■ What you are asked to do ■
Whatever the listing holds, output it without alteration.

■ Supplied entries ■
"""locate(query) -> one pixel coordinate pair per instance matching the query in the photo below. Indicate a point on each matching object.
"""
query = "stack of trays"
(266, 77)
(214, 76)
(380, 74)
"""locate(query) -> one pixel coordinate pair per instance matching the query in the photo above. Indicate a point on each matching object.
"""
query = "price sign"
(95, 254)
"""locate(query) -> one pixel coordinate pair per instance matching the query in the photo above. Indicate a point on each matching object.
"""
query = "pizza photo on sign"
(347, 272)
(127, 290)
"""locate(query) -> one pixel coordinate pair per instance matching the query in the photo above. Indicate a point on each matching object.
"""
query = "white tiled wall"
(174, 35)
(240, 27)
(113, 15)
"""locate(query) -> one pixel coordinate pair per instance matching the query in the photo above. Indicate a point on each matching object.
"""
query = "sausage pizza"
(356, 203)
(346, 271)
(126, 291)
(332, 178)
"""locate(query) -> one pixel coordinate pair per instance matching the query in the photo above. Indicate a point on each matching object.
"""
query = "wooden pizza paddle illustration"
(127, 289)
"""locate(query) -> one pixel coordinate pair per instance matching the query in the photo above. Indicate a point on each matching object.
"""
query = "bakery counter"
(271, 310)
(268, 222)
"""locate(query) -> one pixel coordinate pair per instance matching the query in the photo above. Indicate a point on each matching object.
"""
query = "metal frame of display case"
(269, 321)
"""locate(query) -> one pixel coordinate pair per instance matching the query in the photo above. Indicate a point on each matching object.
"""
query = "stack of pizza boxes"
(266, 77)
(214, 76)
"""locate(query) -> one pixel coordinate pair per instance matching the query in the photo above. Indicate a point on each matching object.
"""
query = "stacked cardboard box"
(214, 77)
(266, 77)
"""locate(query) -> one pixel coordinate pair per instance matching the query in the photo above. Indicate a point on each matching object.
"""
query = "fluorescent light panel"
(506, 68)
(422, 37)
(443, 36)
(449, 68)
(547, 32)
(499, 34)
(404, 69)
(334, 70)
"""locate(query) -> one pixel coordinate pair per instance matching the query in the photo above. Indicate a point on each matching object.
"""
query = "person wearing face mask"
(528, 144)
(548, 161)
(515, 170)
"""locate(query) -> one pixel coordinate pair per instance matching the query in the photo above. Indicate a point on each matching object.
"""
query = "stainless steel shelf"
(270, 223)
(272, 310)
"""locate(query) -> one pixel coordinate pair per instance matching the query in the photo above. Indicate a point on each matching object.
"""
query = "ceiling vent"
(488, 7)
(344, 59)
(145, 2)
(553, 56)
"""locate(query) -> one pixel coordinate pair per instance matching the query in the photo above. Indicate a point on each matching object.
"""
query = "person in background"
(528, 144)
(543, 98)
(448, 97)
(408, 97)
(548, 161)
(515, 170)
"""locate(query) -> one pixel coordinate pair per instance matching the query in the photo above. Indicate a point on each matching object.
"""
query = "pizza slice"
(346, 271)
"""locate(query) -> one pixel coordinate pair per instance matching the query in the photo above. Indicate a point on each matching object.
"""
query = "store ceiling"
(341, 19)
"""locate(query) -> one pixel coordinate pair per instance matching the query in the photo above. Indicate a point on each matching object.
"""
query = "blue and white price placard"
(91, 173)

■ Completed exercise ■
"""locate(query) -> one pixel coordinate pair per instance matching the query in the photo below. Indicate a point on each matching object.
"""
query = "stack of trays"
(266, 77)
(214, 76)
(380, 74)
"""locate(query) -> one pixel coordinate pair per instance matching the query in the photo above. Indicate a point on each matching object.
"""
query = "price sign"
(95, 254)
"""locate(query) -> one pixel coordinate pair per instance matching the query in the photo above. Indicate a point on each matching object.
"""
query = "pizza photo on sign"
(347, 272)
(127, 290)
"""locate(query) -> one pixel coordinate pair per instance matching the query in the photo above. Indicate a point on each matching object.
"""
query = "white tiled wall"
(174, 35)
(240, 27)
(113, 15)
"""locate(query) -> one pixel coordinate pair per instance matching the query in the photo above. Indicate a point on each matching object.
"""
query = "sausage pizza"
(356, 203)
(346, 271)
(126, 291)
(332, 178)
"""locate(query) -> one pixel coordinate pair per instance matching the query in the photo above. Indicate a point on each matching object.
"""
query = "wooden pizza paddle illustration"
(127, 289)
"""locate(query) -> one pixel coordinate pair per instance matching the query in the photo above. Indicate a point on each matching object.
"""
query = "bakery counter"
(271, 310)
(268, 222)
"""locate(query) -> one pixel coordinate pair per instance matching the query in the photo above. Indicate a point on each matching object.
"""
query = "metal frame of display case"
(269, 321)
"""locate(query) -> one pixel coordinate pair per instance matching the query in the photo above. Indicate a point on each matching object.
"""
query = "stack of pizza boxes"
(266, 77)
(214, 76)
"""locate(query) -> one pixel coordinate pair per instance matching the query in the photo above. Indicate a point on each matching object.
"""
query = "stacked cardboard box"
(214, 77)
(266, 77)
"""locate(query) -> one pixel coordinate pair per instance matching the query in the photo above. Indicate a point on each matching object.
"""
query = "fluorescent light panel"
(506, 68)
(422, 37)
(443, 36)
(449, 68)
(547, 32)
(499, 34)
(404, 69)
(334, 70)
"""locate(query) -> one pixel coordinate pair per instance matching the query in the photo above. Indicate a point on each matching object.
"""
query = "person wearing face mask"
(528, 144)
(548, 161)
(515, 170)
"""locate(query) -> one pixel coordinate pair per instance matching the query in the photo above. Indicate a point on each matching object.
"""
query = "stainless steel shelf"
(270, 223)
(272, 310)
"""locate(query) -> one pixel coordinate pair per instance matching the query in the photo above. Indicate a point on each matching object.
"""
query = "ceiling vent"
(488, 7)
(344, 59)
(145, 2)
(553, 56)
"""locate(query) -> one pixel coordinate pair per instance matching the query in the photo above. Indicate a point on each matching object.
"""
query = "person in background"
(528, 144)
(543, 98)
(448, 97)
(408, 97)
(548, 161)
(515, 170)
"""locate(query) -> one pixel coordinate pair per instance matching the query in the photo above. Indicate a point on each matching object.
"""
query = "pizza slice"
(346, 271)
"""locate(query) -> one pixel coordinate pair per instance matching the query in the photo above. Indicate a point on each matching object.
"""
query = "store ceiling"
(341, 19)
"""locate(query) -> one pixel coordinate pair per instance matching the query in the photo above. Indicate a point on each matching object.
"""
query = "blue and white price placard"
(91, 173)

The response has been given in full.